Available data Block Start
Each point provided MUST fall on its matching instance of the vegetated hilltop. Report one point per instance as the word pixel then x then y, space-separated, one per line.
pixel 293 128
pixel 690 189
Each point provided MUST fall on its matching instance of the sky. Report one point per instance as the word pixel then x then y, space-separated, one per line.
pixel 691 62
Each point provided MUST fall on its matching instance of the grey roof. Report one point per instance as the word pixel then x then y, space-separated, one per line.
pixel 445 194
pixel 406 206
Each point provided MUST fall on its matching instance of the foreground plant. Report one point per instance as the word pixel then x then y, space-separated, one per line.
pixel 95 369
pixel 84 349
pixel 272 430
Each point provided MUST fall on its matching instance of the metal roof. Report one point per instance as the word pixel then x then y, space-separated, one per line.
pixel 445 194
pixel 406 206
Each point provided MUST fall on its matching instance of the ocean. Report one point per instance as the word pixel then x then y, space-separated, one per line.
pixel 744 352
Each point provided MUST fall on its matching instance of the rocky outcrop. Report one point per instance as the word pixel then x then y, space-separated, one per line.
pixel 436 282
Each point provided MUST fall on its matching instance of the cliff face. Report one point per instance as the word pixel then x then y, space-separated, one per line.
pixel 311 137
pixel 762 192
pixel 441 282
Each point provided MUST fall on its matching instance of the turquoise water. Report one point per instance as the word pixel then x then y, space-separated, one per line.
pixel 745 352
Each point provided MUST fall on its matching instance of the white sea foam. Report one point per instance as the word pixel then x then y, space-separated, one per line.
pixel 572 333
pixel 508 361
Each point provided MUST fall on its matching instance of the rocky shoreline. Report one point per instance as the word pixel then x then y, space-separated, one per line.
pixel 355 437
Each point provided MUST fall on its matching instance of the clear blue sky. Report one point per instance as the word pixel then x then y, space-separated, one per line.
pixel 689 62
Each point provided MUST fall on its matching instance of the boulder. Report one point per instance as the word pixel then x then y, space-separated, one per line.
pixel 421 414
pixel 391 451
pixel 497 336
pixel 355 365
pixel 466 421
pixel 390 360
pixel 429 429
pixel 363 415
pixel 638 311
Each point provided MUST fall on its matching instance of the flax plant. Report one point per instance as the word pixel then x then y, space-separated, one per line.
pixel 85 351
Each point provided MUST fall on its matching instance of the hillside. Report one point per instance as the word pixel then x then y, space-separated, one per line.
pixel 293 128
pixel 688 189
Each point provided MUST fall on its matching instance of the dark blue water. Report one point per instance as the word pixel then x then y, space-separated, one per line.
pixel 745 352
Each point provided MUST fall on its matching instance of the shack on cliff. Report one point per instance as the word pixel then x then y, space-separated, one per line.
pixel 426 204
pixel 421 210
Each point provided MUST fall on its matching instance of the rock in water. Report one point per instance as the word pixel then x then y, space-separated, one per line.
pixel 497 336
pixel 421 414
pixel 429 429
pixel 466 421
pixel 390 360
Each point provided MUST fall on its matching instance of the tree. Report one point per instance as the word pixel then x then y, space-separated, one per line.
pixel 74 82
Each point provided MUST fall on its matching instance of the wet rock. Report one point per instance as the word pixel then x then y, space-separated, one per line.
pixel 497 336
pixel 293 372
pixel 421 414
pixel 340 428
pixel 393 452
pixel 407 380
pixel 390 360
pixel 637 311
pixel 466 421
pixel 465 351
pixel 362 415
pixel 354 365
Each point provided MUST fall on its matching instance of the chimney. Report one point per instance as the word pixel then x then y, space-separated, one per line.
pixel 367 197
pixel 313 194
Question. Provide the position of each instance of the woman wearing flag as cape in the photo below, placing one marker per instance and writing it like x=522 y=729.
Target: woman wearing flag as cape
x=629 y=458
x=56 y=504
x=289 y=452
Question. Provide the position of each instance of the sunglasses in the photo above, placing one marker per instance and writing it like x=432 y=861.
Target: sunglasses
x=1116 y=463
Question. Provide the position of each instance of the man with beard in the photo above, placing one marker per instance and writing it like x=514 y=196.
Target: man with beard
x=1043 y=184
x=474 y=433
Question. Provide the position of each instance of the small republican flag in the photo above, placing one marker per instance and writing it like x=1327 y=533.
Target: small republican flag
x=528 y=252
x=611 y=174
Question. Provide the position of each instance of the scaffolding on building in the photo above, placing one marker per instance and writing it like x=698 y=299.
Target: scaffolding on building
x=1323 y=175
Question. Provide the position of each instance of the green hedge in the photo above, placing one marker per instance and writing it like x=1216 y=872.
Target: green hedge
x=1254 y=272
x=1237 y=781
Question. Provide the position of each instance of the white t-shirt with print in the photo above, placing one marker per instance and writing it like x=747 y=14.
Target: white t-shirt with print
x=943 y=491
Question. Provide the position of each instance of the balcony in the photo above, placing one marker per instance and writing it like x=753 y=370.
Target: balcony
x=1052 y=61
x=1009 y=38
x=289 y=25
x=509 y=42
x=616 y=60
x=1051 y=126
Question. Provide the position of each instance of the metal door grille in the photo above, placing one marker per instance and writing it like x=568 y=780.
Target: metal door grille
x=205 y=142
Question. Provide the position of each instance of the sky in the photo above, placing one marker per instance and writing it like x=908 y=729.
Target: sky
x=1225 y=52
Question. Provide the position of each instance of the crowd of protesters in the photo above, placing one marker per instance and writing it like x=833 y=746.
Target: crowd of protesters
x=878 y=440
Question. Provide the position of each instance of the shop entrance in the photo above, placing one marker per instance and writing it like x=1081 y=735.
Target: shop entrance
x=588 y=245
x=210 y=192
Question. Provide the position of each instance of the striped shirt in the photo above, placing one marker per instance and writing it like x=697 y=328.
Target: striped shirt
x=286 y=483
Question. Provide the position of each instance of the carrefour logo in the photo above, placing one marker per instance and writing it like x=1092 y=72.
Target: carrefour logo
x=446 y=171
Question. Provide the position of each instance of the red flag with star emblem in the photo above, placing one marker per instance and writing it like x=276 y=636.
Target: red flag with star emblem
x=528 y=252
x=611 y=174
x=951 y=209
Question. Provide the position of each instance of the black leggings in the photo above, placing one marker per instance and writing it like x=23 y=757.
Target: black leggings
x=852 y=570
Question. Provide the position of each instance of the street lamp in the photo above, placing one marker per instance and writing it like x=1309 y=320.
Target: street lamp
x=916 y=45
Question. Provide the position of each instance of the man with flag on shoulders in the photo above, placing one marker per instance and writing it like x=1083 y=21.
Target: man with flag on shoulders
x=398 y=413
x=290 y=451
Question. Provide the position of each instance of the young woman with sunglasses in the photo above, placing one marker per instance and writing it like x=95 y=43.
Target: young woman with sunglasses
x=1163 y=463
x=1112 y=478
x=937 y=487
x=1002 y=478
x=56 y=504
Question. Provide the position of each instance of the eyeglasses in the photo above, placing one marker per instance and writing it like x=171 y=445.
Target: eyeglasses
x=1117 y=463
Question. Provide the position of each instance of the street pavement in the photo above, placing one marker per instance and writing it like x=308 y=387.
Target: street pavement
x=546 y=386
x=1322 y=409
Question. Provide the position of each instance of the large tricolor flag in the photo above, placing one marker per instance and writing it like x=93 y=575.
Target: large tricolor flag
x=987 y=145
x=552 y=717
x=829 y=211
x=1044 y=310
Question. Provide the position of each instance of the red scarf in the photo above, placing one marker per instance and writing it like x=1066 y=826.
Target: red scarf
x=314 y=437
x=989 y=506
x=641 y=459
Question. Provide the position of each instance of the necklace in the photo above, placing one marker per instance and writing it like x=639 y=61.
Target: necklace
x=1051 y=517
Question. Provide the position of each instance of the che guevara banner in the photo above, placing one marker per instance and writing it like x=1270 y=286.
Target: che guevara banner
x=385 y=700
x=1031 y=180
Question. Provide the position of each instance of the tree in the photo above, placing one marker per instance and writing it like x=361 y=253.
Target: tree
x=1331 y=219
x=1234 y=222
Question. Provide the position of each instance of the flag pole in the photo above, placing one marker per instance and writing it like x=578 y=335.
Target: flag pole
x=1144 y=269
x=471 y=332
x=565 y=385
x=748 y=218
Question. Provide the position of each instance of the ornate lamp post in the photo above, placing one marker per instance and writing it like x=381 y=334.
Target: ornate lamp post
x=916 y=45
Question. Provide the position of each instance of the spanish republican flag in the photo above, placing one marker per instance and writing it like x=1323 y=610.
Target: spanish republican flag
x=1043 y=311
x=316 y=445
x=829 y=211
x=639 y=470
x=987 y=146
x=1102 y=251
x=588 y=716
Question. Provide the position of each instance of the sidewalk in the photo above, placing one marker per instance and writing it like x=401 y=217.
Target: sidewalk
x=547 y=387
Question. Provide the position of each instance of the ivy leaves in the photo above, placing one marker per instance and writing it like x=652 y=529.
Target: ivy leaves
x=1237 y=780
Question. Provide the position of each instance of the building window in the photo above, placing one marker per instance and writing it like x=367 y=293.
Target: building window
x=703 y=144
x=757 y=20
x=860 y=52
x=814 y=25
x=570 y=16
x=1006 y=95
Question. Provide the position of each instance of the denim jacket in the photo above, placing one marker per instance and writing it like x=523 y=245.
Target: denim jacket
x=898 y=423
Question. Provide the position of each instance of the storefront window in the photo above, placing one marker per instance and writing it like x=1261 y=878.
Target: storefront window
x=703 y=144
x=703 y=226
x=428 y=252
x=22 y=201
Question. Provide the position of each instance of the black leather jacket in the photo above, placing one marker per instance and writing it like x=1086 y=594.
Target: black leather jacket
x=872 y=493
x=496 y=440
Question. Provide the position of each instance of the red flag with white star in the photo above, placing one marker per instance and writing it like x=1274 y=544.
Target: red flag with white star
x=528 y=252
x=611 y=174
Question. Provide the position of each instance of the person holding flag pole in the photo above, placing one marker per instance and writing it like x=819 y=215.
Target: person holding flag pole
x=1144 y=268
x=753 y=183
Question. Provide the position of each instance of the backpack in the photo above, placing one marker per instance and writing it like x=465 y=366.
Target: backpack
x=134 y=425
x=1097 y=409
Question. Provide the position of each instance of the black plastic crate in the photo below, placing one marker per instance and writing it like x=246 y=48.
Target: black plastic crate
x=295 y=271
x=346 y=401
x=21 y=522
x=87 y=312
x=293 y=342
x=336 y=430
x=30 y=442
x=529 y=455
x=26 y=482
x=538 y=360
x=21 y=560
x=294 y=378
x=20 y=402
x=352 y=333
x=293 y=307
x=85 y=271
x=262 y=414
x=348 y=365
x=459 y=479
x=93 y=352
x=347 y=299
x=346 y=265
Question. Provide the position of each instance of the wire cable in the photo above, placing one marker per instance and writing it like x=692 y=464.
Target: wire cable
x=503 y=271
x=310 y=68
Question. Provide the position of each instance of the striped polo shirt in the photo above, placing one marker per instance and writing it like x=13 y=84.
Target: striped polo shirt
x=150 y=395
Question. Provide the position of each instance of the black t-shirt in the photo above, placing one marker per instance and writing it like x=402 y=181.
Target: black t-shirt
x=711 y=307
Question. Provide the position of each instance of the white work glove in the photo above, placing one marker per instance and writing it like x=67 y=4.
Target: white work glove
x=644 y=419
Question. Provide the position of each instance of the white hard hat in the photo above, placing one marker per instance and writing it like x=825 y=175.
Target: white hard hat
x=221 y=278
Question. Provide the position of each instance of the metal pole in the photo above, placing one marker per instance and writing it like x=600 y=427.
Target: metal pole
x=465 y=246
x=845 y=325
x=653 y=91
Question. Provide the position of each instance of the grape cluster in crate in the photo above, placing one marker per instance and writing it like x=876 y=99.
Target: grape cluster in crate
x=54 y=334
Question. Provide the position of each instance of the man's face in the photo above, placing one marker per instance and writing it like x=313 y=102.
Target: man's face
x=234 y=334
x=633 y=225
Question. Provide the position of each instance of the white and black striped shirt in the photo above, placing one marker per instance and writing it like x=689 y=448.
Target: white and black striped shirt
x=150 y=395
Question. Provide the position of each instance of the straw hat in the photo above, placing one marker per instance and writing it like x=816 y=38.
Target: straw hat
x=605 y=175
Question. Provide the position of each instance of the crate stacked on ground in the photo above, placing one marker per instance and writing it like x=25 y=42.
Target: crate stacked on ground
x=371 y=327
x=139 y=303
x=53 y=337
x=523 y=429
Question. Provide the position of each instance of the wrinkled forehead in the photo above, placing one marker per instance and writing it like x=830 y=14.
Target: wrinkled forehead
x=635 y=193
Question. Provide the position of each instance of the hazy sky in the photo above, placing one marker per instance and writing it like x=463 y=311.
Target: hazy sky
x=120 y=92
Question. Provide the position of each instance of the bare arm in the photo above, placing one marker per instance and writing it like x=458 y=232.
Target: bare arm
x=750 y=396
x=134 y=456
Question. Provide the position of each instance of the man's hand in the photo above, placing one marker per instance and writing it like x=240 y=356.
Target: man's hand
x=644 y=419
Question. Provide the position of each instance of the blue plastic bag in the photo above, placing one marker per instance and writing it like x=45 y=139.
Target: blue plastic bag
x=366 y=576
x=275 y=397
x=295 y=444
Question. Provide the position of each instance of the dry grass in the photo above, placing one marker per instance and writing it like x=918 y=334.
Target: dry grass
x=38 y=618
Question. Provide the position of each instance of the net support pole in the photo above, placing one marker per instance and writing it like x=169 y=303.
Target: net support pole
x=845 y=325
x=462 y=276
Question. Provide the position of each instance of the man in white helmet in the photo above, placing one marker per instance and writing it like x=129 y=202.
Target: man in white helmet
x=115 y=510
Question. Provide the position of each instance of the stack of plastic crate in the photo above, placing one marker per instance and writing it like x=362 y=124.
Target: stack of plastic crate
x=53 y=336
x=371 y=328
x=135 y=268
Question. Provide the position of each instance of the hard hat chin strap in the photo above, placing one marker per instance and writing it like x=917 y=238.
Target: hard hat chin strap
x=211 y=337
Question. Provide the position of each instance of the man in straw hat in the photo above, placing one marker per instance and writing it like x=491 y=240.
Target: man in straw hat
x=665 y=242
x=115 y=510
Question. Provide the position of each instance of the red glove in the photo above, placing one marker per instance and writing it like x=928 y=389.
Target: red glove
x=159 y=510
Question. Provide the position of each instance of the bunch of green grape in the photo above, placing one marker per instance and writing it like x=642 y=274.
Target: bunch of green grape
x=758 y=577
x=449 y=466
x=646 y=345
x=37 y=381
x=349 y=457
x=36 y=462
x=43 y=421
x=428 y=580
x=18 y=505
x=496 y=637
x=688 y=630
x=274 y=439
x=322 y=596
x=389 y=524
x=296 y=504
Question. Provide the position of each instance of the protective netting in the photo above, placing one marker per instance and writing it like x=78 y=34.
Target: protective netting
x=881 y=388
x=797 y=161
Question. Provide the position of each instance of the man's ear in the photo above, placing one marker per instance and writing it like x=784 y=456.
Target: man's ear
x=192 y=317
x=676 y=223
Available data Block End
Required action » Please give the number of lines with "below" in the entries above, and write no other text.

Result for this task » 2